**Task description:** All lines with the word "wheel" are to be found and copied from the listing.
[Start of Attachment]
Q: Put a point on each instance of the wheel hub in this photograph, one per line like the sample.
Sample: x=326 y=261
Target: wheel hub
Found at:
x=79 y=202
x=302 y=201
[End of Attachment]
**Your solution:**
Q: Put a point on each instance of the wheel hub in this photograph, one per line like the sample.
Target: wheel hub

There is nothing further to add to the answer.